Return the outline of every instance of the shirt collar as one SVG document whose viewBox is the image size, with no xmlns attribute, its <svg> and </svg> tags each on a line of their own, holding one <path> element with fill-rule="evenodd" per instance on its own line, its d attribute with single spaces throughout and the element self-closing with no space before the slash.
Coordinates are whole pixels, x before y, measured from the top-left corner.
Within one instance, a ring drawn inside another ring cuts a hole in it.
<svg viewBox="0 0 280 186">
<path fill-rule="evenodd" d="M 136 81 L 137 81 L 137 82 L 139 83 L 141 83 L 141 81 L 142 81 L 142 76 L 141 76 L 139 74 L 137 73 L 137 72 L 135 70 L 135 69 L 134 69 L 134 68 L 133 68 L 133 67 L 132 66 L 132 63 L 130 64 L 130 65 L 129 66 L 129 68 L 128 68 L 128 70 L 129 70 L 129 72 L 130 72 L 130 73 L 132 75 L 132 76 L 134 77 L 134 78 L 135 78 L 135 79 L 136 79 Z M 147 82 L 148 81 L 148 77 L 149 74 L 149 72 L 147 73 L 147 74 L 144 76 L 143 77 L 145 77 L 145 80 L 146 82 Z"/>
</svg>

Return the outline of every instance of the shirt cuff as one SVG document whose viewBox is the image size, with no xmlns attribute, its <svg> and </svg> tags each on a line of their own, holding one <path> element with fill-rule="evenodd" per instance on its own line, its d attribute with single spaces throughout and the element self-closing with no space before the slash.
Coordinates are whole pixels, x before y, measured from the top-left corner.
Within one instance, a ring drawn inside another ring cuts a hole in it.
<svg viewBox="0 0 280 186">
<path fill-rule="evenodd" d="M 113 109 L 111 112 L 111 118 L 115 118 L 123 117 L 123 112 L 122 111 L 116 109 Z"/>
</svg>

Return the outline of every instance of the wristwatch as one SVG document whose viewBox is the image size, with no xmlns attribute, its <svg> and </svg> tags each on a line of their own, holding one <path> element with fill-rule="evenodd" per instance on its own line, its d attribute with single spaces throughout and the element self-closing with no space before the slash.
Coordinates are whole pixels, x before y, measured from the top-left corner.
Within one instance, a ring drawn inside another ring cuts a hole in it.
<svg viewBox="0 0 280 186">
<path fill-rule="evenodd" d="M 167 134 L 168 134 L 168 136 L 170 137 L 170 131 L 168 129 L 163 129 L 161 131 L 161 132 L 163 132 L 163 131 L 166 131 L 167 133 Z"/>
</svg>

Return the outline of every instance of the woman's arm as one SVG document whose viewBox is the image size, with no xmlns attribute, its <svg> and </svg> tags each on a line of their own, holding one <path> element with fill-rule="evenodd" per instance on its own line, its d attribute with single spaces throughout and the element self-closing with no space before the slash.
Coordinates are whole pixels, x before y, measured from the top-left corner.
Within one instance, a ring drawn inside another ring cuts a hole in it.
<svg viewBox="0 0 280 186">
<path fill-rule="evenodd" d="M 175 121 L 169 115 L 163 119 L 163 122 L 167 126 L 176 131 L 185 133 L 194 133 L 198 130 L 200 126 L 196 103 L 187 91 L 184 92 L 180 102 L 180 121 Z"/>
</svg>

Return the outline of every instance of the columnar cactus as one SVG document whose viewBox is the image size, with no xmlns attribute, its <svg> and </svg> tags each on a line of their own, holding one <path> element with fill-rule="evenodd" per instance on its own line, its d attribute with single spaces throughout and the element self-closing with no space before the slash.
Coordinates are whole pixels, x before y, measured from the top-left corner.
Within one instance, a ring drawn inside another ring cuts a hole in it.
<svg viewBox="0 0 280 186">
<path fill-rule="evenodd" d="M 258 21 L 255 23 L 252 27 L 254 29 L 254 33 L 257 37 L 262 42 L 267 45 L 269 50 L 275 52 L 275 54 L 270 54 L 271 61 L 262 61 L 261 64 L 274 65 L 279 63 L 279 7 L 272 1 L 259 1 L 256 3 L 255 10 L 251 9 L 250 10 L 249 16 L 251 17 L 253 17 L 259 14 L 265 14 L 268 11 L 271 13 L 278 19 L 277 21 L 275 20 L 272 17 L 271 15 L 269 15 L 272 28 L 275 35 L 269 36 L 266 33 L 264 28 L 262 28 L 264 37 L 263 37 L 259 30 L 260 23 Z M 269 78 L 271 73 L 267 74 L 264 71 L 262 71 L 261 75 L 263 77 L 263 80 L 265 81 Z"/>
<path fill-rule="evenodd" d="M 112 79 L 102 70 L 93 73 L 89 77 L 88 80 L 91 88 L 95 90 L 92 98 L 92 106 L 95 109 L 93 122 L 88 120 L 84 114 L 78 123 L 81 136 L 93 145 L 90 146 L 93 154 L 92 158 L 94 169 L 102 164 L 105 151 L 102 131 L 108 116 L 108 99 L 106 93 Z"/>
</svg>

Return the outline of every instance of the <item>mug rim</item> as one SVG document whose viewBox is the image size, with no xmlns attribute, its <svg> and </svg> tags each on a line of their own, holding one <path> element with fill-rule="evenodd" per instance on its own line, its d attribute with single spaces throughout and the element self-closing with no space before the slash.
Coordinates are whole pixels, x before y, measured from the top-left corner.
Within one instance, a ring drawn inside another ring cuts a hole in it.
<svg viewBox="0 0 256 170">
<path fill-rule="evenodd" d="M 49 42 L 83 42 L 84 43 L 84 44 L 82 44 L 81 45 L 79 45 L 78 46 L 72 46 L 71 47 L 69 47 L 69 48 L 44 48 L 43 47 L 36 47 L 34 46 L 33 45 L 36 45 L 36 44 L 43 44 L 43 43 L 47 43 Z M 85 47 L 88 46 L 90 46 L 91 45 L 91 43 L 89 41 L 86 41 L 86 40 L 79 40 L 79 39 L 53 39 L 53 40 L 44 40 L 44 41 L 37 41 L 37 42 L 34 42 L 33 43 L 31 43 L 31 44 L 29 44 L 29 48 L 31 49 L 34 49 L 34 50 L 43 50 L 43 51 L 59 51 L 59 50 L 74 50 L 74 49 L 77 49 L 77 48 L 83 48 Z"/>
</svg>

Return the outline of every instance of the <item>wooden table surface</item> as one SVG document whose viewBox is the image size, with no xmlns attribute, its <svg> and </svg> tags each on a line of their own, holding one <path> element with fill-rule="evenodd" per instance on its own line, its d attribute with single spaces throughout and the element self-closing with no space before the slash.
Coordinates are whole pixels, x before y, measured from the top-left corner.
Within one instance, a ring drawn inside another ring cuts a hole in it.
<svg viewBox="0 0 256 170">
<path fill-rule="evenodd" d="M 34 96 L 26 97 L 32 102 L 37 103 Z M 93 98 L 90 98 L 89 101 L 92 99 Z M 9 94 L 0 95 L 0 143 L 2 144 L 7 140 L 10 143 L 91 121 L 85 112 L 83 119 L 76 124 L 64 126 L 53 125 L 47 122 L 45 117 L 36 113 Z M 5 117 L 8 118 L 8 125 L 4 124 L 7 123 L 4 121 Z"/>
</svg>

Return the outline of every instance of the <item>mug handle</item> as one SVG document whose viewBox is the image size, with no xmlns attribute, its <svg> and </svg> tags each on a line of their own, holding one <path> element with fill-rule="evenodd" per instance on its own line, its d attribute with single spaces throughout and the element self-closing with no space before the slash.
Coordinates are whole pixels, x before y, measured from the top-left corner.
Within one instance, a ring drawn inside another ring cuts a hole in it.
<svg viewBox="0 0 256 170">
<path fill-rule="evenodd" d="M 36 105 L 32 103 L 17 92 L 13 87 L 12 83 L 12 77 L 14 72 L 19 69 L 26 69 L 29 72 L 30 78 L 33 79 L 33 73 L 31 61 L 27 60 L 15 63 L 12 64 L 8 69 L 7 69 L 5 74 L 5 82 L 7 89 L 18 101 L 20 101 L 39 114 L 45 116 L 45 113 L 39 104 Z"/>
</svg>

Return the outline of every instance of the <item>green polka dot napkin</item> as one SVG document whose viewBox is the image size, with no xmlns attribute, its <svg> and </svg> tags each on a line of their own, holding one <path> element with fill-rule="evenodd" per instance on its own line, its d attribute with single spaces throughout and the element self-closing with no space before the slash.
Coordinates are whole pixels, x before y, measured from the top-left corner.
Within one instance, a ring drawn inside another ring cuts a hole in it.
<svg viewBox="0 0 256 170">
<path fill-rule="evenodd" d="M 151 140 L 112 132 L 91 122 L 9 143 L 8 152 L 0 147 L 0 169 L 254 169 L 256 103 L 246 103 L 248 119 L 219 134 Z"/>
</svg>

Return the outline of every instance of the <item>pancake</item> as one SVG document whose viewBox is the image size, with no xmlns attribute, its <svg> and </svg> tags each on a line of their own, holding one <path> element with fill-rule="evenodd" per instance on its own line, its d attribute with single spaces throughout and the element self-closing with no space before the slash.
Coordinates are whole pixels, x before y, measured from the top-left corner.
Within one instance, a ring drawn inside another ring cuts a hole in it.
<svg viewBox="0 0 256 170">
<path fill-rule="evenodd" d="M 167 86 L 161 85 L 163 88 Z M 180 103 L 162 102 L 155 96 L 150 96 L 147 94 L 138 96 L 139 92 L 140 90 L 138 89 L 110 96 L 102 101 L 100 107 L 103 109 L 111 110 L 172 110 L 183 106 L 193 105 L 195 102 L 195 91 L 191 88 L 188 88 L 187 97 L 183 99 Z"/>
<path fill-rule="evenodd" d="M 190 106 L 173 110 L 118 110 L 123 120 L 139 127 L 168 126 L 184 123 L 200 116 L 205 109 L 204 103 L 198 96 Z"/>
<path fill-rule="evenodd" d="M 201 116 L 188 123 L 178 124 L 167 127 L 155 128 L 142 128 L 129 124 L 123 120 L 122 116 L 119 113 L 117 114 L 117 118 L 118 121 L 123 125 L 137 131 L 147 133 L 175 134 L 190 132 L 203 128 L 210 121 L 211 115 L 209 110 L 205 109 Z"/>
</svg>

**JOB**
Give exactly the lines from the one with "Return the outline of every instance of the <item>pancake</item>" to the end of the entries, nothing before them.

**PROBLEM SOLUTION**
Return the outline of every instance of the <item>pancake</item> as one SVG document whose viewBox is the image size, with no xmlns attribute, its <svg> and </svg> tags each on a line of their own, holding one <path> element with fill-rule="evenodd" per instance on its own line, its d attribute with single spaces throughout and the element self-closing with no space before the slash.
Coordinates are whole pixels, x before y, measured from the top-left corner.
Within one instance, a ring drawn inside another ring cuts a hole in it.
<svg viewBox="0 0 256 170">
<path fill-rule="evenodd" d="M 167 86 L 161 85 L 163 88 Z M 180 103 L 162 102 L 155 96 L 150 96 L 147 94 L 138 96 L 139 92 L 140 90 L 138 89 L 110 96 L 102 101 L 100 107 L 103 109 L 111 110 L 172 110 L 183 106 L 193 105 L 195 102 L 195 91 L 191 88 L 188 88 L 187 97 L 183 99 Z"/>
<path fill-rule="evenodd" d="M 190 106 L 173 110 L 118 110 L 123 120 L 139 127 L 168 126 L 184 123 L 200 116 L 205 109 L 204 103 L 198 96 Z"/>
<path fill-rule="evenodd" d="M 201 116 L 188 123 L 178 124 L 167 127 L 155 128 L 142 128 L 129 124 L 123 120 L 122 116 L 119 113 L 117 114 L 117 118 L 118 121 L 123 125 L 137 131 L 147 133 L 175 134 L 190 132 L 203 128 L 210 121 L 211 115 L 209 110 L 205 109 Z"/>
</svg>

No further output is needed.